*** Given passage Section Begins ***
It has been a while since I last posted about CVID19. It is for a couple reasons. I have been busy. I'm in midst of potty training Fox. First it is our puppy, and now it is Fox's turn. It has been keeping me rather busy. Not just that I have to focus on, I also am dealing with other three kids, and trying to make much out of our summer. I try not to get down about the fact that our summer has not been "exciting" for the lack of a better term. We are not able to go on a vacation. We are not able to randomly drop in a store to shop. We can't just "stop" by at anyone's house unannounced. Everything has to be pre-planned. We have to weigh risks and benefits. 

Then truth to be told, it is depressing to deal with the fallout surrounding CVID19. Every time I post something political regarding CVID19, there is bound that someone will have a differing opinion, and it sometimes can lead to an argument on my post. Not just my post, but everywhere on social media, really. It is tiring to see people fighting over differences in opinions. I don't understand how hard it is to mask up, wash hands, and social distance as much as possible. Don't host graduation parties. Don't throw a BBQ cook out. I am starting to be personally affected by CVID19, because I am seeing people I care about getting a positive test result. It leads me to worry about their health. They all tell me that it is not worth it to attend parties, or not mask up. I feel sad that they have to deal with CVID19, and pray that they recover fairly quick. 

I get tired of reading news about how our administration is dealing with this or that. It has been a series of poor decisions, and it's depressing. Where I live is so entrenched in the anti-mask culture. Fortunately, I'd say my circle of people are pretty good with staying on the same page about masks, and be smart about this. Unfortunately, there are people in our community that thinks it's like flu, and people recover no problem. This leads to my sense of conflict about the upcoming school year.
*** Given passage Section Ends ***
*** Source information Section Begins ***
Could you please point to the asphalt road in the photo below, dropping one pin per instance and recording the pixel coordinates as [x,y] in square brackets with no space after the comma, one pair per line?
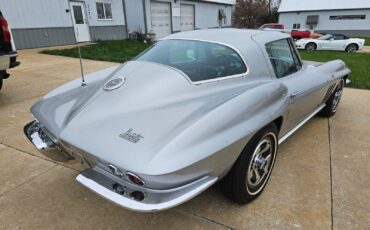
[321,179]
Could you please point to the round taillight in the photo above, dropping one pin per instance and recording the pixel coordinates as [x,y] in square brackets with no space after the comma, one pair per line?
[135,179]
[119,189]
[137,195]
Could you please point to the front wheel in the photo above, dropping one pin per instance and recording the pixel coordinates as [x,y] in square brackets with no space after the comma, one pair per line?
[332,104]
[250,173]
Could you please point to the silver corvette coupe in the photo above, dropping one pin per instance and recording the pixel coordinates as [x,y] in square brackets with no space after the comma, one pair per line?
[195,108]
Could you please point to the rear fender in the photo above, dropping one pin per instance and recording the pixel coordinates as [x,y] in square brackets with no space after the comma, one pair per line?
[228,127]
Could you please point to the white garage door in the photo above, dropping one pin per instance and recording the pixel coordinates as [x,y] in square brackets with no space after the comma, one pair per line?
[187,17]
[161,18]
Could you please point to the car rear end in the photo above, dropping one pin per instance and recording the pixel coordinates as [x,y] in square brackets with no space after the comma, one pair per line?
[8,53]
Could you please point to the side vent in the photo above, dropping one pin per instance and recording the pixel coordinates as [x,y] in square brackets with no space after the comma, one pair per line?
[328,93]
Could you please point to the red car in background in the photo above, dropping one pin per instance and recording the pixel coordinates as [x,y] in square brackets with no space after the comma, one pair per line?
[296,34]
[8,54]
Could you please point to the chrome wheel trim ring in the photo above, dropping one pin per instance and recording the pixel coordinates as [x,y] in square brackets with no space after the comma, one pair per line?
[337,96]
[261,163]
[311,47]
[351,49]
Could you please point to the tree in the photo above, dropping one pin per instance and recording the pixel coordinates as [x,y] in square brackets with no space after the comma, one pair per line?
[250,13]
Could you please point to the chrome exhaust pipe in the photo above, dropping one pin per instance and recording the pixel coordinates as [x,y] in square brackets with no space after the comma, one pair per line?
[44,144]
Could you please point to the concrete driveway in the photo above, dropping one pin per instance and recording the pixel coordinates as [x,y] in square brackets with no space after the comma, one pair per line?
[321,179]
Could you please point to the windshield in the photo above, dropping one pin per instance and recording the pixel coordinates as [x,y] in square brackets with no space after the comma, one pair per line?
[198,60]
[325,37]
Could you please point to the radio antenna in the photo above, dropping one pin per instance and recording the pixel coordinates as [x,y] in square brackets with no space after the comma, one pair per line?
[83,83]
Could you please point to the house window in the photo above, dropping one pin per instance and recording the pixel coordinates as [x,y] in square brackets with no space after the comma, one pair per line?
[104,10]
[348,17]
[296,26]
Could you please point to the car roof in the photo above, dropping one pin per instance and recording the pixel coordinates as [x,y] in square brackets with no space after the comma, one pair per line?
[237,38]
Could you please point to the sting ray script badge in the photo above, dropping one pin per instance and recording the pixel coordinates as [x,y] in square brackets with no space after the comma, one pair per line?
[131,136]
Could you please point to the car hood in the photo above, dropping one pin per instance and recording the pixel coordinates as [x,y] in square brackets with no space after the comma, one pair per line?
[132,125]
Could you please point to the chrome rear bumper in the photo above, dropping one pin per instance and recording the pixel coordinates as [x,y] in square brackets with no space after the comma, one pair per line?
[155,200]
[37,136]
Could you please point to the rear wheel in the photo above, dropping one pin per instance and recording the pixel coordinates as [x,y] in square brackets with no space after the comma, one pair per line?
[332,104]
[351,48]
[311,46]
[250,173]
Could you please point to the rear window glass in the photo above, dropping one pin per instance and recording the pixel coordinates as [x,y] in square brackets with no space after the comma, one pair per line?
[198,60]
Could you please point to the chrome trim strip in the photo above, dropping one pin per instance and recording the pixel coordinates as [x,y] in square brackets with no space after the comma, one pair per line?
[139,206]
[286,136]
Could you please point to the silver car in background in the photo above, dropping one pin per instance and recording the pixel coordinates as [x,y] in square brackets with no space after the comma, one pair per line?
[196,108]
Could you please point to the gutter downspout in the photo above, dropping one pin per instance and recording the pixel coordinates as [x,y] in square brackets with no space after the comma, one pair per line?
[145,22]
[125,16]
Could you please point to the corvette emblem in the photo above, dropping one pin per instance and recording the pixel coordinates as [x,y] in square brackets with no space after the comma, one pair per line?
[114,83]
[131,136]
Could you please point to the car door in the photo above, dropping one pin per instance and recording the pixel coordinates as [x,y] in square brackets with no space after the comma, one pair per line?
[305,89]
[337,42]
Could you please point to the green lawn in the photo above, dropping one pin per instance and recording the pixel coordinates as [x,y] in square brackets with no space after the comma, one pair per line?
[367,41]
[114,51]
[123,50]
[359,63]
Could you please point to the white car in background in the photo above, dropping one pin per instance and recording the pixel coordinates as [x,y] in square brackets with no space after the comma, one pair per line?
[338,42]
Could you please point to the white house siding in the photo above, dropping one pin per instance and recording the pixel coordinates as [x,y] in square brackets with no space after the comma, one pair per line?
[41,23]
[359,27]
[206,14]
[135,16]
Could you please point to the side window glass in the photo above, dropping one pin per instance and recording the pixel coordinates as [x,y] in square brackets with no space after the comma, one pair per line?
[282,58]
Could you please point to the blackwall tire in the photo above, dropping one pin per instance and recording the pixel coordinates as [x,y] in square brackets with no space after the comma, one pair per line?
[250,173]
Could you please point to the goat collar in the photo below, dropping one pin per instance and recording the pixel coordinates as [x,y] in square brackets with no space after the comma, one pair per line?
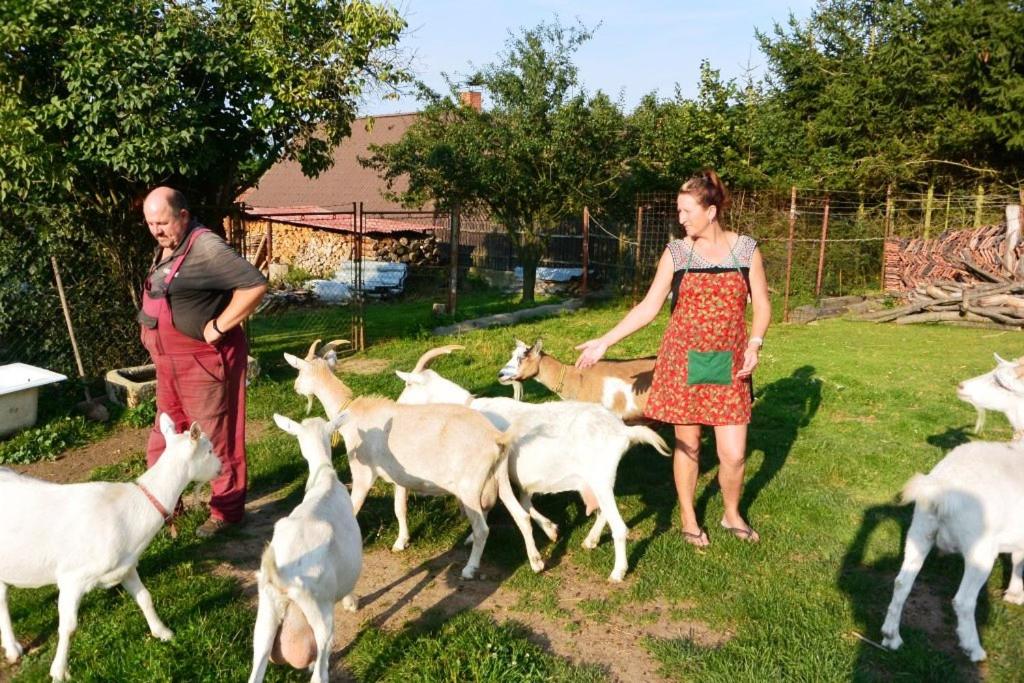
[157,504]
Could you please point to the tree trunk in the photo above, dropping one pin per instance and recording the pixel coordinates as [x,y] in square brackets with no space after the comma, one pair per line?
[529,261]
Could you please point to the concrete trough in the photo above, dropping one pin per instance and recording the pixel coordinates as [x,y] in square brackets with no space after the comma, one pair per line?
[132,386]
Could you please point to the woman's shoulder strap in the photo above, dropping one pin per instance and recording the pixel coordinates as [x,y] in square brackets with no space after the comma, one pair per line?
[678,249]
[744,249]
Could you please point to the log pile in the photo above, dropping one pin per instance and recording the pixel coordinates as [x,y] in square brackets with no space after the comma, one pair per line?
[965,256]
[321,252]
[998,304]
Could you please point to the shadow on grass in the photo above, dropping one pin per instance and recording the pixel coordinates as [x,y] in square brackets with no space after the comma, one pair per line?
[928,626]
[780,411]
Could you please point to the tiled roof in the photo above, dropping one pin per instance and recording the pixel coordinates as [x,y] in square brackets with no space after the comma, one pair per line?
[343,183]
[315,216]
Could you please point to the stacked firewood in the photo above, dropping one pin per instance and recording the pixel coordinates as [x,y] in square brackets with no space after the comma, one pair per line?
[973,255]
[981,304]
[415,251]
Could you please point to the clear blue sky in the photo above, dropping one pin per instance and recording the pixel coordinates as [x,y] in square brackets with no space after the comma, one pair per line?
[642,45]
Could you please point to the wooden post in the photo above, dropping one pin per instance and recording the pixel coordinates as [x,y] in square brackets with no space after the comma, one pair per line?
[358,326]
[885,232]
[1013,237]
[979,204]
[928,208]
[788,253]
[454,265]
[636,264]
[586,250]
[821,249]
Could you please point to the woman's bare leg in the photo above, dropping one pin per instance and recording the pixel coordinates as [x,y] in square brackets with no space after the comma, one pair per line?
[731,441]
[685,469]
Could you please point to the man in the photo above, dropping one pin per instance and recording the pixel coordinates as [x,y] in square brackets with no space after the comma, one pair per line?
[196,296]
*** Source information Section Ends ***
Task requirements >> Copy out the post above about summer during CVID19 word for word, keeping every sentence and paragraph break as it appears.

Written answer >>
It has been a while since I last posted about CVID19. It is for a couple reasons. I have been busy. I'm in midst of potty training Fox. First it is our puppy, and now it is Fox's turn. It has been keeping me rather busy. Not just that I have to focus on, I also am dealing with other three kids, and trying to make much out of our summer. I try not to get down about the fact that our summer has not been "exciting" for the lack of a better term. We are not able to go on a vacation. We are not able to randomly drop in a store to shop. We can't just "stop" by at anyone's house unannounced. Everything has to be pre-planned. We have to weigh risks and benefits. 

Then truth to be told, it is depressing to deal with the fallout surrounding CVID19. Every time I post something political regarding CVID19, there is bound that someone will have a differing opinion, and it sometimes can lead to an argument on my post. Not just my post, but everywhere on social media, really. It is tiring to see people fighting over differences in opinions. I don't understand how hard it is to mask up, wash hands, and social distance as much as possible. Don't host graduation parties. Don't throw a BBQ cook out. I am starting to be personally affected by CVID19, because I am seeing people I care about getting a positive test result. It leads me to worry about their health. They all tell me that it is not worth it to attend parties, or not mask up. I feel sad that they have to deal with CVID19, and pray that they recover fairly quick. 

I get tired of reading news about how our administration is dealing with this or that. It has been a series of poor decisions, and it's depressing. Where I live is so entrenched in the anti-mask culture. Fortunately, I'd say my circle of people are pretty good with staying on the same page about masks, and be smart about this. Unfortunately, there are people in our community that thinks it's like flu, and people recover no problem. This leads to my sense of conflict about the upcoming school year.